Provided passage >>
○ ○ ○ ○ ○
Now, I read about alleged complaints from a Grand Lodge [*made up of elite, wealthy, aristocratic-minded persons*] about invasion of territory. I do not have to have specific details on the matter to know this; in many African countries, where tribal alliances run strong and take precedence, those who petitioned the MW Prince Hall Grand Lodge of Texas may have needed to as they were not being afforded their rights --- legal, Masonic or moral.

And with that being a strong possibility, of rules being enforced for one's own use rather than for what is Moral & Just, the complaint filed is just that --- a complaint. A complaint by a Grand Lodge whose own hands may not be free of blood, or at a minimum, not free of mistreatment of others for no legitimate reason. 

*We were all taught to exercise CAUTION, perhaps that lesson should be first in our minds and in the forefront at this moment*.

What I would like to know is why can't this amount of effort be spent on investigating why my Masonic rights were not enforced and upheld in the jurisdiction of the Grand Lodge of Texas, instead of so much focus placed on a situation that none of us have any real idea of what is going on?
○ ○ ○ ○ ○
What is asked >> Please set down the post about the Grand Lodge complaint word for word, from "Now, I read" up to and including "no legitimate reason.".

Data shown >>
○ ○ ○ ○ ○
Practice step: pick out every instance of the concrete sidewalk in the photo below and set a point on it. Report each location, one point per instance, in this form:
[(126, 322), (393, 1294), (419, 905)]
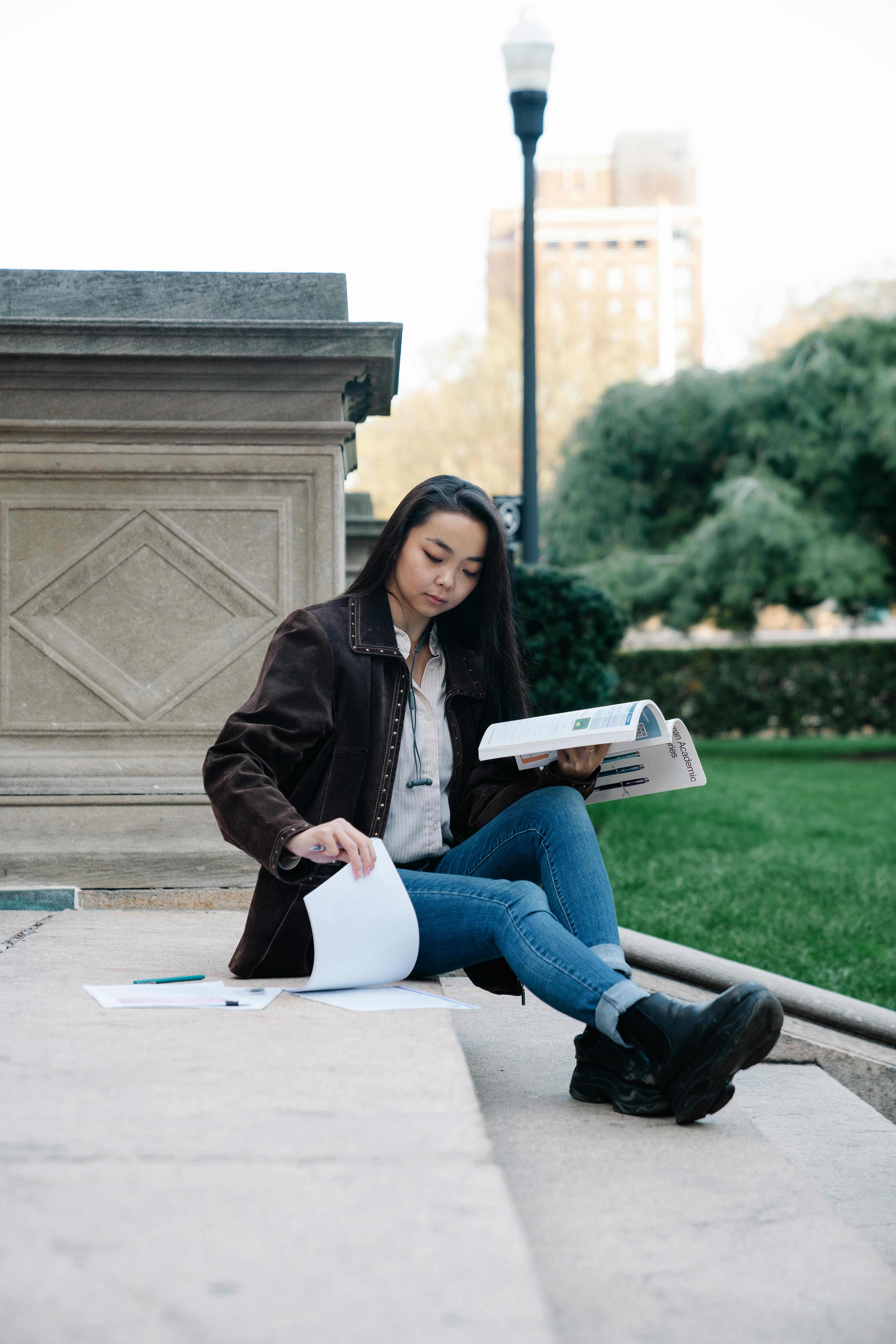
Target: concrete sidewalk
○ ○ ○ ○ ○
Task output >>
Now, I read about alleged complaints from a Grand Lodge [*made up of elite, wealthy, aristocratic-minded persons*] about invasion of territory. I do not have to have specific details on the matter to know this; in many African countries, where tribal alliances run strong and take precedence, those who petitioned the MW Prince Hall Grand Lodge of Texas may have needed to as they were not being afforded their rights --- legal, Masonic or moral.

And with that being a strong possibility, of rules being enforced for one's own use rather than for what is Moral & Just, the complaint filed is just that --- a complaint. A complaint by a Grand Lodge whose own hands may not be free of blood, or at a minimum, not free of mistreatment of others for no legitimate reason.